(INPUT FOR THIS TASK Opens)

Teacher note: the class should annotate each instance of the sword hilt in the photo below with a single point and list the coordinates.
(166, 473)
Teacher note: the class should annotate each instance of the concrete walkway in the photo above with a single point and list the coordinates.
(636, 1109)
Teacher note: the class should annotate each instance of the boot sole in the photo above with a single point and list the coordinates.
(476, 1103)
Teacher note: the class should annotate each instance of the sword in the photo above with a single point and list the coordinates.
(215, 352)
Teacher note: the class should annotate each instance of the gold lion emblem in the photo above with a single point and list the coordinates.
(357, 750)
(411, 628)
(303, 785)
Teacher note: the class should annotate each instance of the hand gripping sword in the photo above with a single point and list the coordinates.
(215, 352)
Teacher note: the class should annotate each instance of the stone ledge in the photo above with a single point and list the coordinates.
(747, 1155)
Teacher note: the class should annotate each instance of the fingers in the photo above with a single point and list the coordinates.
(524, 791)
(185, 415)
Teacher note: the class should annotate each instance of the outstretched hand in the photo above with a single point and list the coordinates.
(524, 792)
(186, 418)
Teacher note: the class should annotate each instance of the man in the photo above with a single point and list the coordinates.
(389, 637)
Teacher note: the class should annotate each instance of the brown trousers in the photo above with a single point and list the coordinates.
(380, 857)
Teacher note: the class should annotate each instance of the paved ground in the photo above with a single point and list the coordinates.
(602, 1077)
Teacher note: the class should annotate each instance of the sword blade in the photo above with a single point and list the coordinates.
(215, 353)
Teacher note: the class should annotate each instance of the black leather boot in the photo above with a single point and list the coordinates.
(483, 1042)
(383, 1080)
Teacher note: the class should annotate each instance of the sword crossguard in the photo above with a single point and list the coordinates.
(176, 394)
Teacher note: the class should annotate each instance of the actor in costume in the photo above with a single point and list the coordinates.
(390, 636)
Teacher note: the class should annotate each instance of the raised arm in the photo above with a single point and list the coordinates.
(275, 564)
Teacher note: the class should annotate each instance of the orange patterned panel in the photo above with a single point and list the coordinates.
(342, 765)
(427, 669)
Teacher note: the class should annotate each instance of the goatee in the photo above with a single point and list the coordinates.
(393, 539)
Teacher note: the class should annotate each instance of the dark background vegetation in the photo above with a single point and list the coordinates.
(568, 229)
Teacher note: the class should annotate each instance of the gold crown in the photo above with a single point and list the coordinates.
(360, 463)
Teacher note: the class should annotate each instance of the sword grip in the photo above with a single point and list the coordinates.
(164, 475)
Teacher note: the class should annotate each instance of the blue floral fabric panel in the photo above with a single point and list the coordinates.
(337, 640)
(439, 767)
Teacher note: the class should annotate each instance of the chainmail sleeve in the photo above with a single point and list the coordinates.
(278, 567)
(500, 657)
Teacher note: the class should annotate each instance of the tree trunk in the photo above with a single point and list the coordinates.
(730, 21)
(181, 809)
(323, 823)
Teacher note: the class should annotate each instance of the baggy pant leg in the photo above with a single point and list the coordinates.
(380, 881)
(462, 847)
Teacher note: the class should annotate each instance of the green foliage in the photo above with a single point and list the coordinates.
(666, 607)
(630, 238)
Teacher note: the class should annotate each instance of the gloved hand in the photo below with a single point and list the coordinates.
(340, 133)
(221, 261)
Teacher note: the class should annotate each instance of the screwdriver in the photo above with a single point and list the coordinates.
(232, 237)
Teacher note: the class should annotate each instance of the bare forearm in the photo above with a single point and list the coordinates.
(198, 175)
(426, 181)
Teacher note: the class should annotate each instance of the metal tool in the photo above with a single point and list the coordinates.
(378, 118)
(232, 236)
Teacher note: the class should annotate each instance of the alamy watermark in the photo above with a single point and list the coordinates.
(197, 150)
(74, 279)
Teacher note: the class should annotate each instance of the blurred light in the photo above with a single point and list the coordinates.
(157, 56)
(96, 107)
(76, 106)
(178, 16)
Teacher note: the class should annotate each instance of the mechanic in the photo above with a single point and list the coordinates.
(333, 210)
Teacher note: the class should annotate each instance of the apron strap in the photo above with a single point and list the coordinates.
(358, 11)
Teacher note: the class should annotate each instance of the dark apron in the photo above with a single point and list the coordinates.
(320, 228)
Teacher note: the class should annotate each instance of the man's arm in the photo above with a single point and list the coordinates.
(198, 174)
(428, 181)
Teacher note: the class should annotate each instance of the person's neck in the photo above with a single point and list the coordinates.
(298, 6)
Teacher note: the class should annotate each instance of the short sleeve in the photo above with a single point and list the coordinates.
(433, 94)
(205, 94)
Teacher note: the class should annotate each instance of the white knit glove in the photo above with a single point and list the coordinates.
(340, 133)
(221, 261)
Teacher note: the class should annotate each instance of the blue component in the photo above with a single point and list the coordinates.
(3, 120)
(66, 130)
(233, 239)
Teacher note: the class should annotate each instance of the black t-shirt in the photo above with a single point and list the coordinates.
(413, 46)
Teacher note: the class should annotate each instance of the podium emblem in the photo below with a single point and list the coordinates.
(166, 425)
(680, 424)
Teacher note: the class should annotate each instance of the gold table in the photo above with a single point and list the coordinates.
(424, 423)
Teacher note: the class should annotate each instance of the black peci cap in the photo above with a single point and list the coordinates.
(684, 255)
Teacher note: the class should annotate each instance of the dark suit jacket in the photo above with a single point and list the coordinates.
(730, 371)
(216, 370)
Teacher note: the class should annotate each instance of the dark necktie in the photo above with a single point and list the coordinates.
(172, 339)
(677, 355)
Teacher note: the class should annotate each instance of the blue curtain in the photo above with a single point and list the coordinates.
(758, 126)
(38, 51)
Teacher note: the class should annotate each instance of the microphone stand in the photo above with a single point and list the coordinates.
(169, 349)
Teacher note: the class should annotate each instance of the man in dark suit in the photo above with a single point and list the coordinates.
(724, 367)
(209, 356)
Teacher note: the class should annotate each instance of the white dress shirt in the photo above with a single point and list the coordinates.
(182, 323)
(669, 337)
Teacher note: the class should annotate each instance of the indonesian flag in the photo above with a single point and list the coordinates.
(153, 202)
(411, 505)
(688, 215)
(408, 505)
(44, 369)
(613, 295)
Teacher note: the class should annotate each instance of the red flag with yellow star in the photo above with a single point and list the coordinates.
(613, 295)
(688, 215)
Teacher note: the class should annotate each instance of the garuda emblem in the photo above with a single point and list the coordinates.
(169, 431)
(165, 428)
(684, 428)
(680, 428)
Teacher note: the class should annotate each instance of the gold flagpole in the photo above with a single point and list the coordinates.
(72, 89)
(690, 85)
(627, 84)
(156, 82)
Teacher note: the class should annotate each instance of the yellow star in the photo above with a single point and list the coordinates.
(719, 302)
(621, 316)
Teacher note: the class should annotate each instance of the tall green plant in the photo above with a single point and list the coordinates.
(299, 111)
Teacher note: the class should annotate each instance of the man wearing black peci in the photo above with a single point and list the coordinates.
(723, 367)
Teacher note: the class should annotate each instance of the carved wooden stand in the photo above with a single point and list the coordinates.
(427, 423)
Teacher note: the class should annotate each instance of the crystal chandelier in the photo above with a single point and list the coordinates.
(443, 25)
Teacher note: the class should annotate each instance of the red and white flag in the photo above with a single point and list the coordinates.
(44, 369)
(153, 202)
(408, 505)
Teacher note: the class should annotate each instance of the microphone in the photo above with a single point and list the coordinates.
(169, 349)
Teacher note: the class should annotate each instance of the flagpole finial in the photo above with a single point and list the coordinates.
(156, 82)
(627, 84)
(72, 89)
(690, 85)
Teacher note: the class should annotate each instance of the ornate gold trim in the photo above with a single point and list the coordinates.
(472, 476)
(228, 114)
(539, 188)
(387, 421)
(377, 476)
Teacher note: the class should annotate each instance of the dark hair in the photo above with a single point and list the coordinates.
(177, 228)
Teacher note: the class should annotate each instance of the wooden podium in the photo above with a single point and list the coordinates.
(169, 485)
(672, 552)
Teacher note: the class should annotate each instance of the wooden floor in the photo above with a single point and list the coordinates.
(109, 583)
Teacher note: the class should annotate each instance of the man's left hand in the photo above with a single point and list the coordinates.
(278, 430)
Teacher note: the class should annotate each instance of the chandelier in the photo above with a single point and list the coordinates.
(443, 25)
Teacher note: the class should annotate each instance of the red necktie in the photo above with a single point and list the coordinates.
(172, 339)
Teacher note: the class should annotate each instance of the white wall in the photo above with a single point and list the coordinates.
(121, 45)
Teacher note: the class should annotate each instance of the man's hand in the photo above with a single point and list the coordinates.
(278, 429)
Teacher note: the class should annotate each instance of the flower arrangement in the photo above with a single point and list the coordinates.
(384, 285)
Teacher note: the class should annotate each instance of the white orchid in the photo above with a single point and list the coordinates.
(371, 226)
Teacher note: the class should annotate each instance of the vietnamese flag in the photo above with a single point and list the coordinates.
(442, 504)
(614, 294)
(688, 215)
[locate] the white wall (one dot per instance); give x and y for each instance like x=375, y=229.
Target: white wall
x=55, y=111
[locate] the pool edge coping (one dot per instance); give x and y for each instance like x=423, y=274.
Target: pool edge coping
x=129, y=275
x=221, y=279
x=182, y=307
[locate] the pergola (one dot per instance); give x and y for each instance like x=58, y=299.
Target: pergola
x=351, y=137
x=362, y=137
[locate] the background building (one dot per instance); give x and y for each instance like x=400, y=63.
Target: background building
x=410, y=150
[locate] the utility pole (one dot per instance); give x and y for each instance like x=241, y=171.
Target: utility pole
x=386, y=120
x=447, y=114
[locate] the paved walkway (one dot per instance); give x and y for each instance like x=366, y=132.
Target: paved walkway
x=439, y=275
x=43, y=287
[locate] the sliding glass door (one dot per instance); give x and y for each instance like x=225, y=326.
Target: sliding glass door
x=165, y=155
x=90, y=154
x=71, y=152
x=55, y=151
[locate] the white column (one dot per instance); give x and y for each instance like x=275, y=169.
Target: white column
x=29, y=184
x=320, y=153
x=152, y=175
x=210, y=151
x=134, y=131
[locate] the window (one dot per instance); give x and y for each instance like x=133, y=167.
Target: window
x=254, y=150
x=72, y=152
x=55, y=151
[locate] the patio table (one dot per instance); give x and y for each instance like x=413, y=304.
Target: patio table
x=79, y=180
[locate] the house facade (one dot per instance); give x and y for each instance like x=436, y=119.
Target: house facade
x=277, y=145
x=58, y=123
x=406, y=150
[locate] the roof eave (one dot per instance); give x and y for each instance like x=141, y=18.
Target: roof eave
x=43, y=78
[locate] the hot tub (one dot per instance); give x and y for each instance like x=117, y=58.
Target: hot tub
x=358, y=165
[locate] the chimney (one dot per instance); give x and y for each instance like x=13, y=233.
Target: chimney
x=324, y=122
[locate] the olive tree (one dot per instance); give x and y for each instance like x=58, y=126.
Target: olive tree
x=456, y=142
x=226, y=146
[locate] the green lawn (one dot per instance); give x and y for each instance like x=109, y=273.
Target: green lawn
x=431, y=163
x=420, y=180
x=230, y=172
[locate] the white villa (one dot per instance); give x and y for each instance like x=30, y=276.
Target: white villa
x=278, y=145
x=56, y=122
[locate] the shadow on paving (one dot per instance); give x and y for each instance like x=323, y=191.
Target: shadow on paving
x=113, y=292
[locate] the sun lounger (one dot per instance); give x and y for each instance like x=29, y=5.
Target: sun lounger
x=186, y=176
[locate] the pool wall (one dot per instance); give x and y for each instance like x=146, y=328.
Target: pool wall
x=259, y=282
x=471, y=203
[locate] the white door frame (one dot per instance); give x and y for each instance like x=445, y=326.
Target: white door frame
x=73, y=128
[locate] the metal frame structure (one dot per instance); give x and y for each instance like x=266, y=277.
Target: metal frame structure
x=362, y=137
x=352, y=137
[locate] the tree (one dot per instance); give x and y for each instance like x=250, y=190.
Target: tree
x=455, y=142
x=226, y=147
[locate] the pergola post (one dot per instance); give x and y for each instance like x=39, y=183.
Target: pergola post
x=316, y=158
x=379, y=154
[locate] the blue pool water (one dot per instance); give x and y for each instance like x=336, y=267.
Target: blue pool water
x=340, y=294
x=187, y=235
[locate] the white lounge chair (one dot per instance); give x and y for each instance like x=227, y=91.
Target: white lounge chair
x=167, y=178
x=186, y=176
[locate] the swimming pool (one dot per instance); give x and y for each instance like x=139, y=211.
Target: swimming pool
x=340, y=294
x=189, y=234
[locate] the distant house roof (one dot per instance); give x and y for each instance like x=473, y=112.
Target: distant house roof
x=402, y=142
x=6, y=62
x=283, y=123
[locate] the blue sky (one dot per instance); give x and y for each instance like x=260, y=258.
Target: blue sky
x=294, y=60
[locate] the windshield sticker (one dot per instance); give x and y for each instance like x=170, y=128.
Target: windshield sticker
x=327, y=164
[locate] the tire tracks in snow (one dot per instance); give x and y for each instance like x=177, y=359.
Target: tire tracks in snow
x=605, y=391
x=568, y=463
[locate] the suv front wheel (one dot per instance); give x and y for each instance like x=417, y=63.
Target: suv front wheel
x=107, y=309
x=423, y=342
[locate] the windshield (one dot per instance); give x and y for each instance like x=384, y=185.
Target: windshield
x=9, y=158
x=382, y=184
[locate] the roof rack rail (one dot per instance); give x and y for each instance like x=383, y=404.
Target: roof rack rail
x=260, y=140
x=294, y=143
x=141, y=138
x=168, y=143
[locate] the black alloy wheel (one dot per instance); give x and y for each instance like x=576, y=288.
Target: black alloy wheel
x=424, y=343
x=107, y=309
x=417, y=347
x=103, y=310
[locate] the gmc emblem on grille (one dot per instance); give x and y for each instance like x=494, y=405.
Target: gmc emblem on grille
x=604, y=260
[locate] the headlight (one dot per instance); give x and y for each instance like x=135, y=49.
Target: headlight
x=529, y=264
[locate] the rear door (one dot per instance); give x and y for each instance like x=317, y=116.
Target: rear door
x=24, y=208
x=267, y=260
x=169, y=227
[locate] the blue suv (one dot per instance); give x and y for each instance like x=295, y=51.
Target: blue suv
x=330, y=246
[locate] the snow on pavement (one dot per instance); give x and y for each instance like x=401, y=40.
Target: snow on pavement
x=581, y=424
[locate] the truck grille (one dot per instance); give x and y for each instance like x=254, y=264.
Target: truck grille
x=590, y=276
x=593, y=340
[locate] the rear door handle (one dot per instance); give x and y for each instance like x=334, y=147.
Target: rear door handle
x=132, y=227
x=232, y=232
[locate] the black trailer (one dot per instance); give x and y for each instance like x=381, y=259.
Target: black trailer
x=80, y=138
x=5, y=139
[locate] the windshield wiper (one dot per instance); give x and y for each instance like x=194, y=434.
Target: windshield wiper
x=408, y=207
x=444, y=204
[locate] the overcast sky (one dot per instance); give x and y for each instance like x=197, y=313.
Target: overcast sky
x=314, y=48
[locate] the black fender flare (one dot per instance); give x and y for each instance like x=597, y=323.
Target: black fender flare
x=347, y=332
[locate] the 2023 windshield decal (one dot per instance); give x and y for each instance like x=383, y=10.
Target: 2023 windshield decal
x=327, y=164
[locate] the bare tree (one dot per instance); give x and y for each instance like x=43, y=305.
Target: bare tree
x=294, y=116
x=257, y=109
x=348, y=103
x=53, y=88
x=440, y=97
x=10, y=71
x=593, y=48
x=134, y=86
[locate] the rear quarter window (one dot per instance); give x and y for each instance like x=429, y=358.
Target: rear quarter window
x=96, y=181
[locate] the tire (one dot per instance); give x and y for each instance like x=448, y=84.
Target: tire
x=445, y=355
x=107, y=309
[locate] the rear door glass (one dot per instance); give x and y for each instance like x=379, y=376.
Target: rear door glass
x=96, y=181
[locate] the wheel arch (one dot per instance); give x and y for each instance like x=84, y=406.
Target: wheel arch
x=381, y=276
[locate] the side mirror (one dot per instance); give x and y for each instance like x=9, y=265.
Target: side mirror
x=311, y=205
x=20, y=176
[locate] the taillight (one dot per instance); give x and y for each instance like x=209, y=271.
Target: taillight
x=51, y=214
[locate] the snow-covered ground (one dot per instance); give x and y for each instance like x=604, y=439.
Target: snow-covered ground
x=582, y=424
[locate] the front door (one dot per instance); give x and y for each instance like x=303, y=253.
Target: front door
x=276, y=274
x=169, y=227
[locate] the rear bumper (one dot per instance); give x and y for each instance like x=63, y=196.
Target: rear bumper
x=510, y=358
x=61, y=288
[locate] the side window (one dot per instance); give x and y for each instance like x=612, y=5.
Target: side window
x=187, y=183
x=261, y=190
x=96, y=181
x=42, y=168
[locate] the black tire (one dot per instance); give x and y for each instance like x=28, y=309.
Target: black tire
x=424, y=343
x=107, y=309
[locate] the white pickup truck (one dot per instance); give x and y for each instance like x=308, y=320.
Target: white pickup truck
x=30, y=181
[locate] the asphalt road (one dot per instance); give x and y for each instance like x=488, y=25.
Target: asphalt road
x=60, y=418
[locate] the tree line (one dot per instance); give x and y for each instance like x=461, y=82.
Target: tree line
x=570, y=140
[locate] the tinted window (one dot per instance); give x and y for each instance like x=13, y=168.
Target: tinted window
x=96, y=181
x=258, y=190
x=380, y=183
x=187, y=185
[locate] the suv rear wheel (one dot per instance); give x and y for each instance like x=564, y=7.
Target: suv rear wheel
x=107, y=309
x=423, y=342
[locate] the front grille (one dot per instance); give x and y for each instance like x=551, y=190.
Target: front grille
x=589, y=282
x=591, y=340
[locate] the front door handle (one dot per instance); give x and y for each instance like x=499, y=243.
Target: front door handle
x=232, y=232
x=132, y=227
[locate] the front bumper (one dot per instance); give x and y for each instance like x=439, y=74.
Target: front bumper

(INPUT FOR THIS TASK Closes)

▸ TASK OBJECTIVE: In the entries above, please find the line with "Target: snow on pavement" and the line with "[locate] the black trailer", then write out exactly those two lines and every line between them, and nothing more.

▸ COMPLETED TASK:
Target: snow on pavement
x=581, y=424
[locate] the truck grille (one dot per instance); give x and y for each instance like x=254, y=264.
Target: truck grille
x=590, y=276
x=593, y=340
[locate] the rear door handle (one dot per instance); give x and y for each instance like x=334, y=147.
Target: rear door handle
x=132, y=227
x=232, y=232
[locate] the black trailer (one dot per instance); give x and y for each instance like x=381, y=259.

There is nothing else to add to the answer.